- [AUSZUFÜHRENDE AUFGABE]:
Wiederhole die Zeilen vom Anfang der Daten bis einschließlich der Zeile mit "212, 333, 234]]" wortgetreu. Lass die Bilder dabei weg.

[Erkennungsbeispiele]
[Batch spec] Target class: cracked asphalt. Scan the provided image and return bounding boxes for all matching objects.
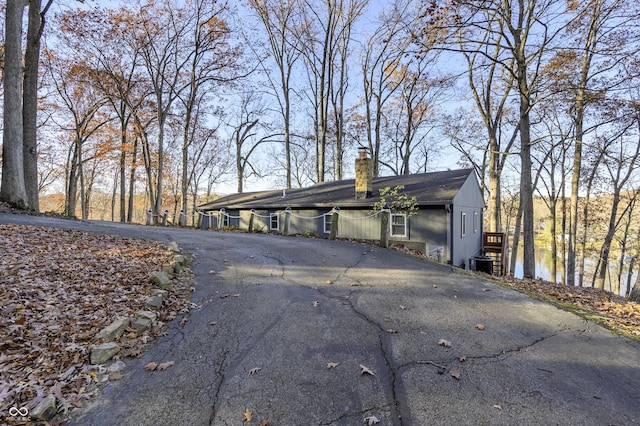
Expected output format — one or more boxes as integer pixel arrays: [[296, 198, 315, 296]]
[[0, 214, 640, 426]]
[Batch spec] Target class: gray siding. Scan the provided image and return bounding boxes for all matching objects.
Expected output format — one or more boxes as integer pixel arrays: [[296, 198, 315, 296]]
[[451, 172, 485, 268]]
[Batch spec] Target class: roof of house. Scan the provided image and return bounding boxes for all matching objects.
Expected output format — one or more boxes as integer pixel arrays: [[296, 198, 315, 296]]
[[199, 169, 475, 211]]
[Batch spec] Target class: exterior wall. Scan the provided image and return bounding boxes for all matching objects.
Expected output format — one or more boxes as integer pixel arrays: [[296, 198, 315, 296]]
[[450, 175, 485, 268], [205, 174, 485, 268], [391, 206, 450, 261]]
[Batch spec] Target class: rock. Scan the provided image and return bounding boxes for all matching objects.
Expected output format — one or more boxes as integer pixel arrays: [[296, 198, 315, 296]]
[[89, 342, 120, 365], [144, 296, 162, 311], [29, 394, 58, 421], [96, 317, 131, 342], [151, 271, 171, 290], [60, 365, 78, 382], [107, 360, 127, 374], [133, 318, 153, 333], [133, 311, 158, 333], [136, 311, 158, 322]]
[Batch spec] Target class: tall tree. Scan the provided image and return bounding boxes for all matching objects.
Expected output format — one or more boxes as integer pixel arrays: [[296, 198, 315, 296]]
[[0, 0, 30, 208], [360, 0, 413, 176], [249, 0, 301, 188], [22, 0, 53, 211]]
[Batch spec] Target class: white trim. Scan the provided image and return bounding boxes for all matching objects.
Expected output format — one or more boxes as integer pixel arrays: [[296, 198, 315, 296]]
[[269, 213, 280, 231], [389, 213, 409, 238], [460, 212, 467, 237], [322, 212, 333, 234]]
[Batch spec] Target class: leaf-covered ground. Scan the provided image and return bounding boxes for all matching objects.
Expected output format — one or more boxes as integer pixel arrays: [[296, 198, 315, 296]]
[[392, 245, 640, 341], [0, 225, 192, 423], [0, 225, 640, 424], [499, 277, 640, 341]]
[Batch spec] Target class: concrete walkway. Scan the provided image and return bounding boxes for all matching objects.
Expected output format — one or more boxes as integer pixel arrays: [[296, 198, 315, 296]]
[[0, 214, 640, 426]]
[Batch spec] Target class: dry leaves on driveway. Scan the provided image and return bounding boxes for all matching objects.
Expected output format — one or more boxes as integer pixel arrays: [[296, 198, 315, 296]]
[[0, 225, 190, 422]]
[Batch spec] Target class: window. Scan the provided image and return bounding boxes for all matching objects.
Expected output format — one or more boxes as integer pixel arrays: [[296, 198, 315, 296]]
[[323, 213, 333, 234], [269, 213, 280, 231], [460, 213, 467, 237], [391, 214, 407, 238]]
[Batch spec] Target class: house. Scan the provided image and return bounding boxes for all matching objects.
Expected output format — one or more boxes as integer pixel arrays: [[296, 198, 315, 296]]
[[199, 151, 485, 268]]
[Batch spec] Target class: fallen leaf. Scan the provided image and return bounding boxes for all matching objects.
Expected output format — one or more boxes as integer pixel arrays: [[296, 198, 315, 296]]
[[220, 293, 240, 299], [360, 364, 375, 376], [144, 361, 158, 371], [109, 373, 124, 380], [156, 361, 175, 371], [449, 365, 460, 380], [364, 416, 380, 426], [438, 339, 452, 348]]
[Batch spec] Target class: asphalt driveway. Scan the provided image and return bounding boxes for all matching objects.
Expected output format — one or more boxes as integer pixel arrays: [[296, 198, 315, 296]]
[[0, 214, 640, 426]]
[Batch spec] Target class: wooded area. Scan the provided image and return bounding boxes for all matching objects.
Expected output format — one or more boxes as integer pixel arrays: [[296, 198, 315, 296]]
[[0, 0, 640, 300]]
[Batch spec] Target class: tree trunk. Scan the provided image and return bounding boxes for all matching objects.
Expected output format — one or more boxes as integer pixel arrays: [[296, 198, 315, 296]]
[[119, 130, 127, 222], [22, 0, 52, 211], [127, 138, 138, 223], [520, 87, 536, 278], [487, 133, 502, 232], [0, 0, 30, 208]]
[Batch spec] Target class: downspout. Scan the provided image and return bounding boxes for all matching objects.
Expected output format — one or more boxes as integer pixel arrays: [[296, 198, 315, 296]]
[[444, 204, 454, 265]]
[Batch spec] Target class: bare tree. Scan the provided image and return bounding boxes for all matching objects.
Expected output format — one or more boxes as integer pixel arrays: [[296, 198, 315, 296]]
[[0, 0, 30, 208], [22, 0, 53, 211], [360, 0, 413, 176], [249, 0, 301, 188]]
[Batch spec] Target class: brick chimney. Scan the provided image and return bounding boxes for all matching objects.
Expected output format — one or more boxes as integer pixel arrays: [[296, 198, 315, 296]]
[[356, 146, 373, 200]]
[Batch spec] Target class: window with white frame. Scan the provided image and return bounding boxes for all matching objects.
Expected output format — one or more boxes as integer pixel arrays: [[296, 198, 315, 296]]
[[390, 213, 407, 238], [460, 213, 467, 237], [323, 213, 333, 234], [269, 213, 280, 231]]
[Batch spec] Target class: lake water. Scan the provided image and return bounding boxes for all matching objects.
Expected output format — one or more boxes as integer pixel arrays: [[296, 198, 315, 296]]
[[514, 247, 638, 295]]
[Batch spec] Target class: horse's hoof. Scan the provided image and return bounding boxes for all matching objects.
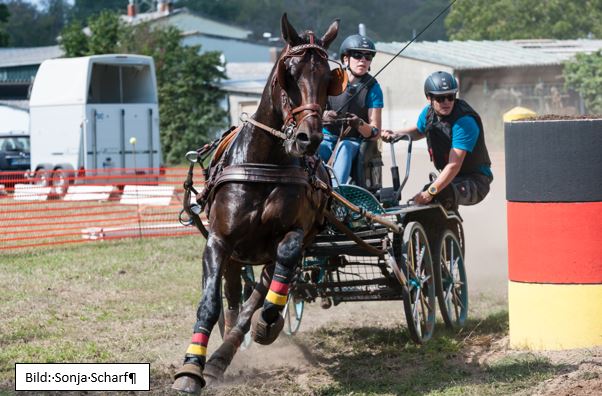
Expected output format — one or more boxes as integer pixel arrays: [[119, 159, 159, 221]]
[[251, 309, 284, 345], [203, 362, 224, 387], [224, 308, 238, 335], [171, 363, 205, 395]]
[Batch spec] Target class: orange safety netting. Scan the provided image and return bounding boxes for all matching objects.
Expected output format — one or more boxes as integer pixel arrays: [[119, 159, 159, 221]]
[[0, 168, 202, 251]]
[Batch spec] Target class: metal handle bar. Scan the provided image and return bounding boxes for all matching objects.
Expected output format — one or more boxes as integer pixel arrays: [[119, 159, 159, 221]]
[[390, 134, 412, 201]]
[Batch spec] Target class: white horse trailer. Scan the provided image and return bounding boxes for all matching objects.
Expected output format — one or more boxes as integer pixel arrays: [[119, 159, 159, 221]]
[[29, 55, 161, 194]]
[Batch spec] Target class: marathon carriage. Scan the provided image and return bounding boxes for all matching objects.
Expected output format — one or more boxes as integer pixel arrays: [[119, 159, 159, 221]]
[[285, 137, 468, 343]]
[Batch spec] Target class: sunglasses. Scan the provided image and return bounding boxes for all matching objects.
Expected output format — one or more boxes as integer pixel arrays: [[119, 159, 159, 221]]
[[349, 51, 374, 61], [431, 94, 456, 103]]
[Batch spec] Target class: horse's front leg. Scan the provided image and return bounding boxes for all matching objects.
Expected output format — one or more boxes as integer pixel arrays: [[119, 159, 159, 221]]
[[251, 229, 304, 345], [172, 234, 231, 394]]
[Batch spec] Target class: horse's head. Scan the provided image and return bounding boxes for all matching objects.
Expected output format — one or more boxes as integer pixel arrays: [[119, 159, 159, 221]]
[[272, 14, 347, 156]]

- [ANTWORT ZUR AUFGABE]:
[Batch spec] Target class: cracked asphalt. Scan the provided image and return bounding boxes for all matching objects.
Expected output format — one or more boxes as integer pixel arrays: [[296, 198, 315, 296]]
[[0, 214, 640, 426]]
[Batch spec] Target class: gray siding. Scan the provided image and return bounding boxes for all matching objects.
Expected output format — one or more boxes as integer pixel arrays: [[296, 198, 315, 296]]
[[451, 172, 485, 268]]
[Batch spec] Target class: roof of house. Scan the provided image and return bounding boxes for all matching objects.
Expected output format — one or more boxes as integer pixel arrays: [[296, 198, 315, 296]]
[[199, 169, 475, 211]]
[Batch spec] Target class: exterior wall. Scan the provided image and return bounding boxes for all matching objects.
Expected output format — one or more boxes as integer pixel arrays: [[296, 198, 315, 296]]
[[450, 175, 485, 268], [205, 174, 485, 268], [391, 206, 450, 261]]
[Batch spec] Target class: rock. Scan the provided image and return bounding boxes for all matching objects.
Expected output format — one or more boxes as integer pixel arrays: [[296, 198, 315, 296]]
[[89, 342, 120, 365], [144, 296, 162, 311], [29, 394, 58, 421], [96, 317, 131, 342], [151, 271, 171, 290], [60, 365, 78, 382], [107, 360, 127, 374], [133, 318, 153, 333], [133, 311, 158, 333], [136, 311, 158, 322]]
[Batch spec] Target class: tall tree. Scan the provided image and return bounding boxes for all matching objects.
Expected output format — one or more boxes as integer pixel arrays: [[296, 198, 315, 296]]
[[0, 0, 30, 208], [360, 0, 413, 176], [249, 0, 301, 188], [22, 0, 53, 211]]
[Batch spec] Target class: white trim. Scan the provided image and return bounding boxes for all matching objects.
Expected output format — one or more boxes as integer pixel arrays: [[296, 198, 315, 296]]
[[269, 213, 280, 231], [389, 213, 409, 238], [460, 212, 467, 237], [322, 212, 333, 234]]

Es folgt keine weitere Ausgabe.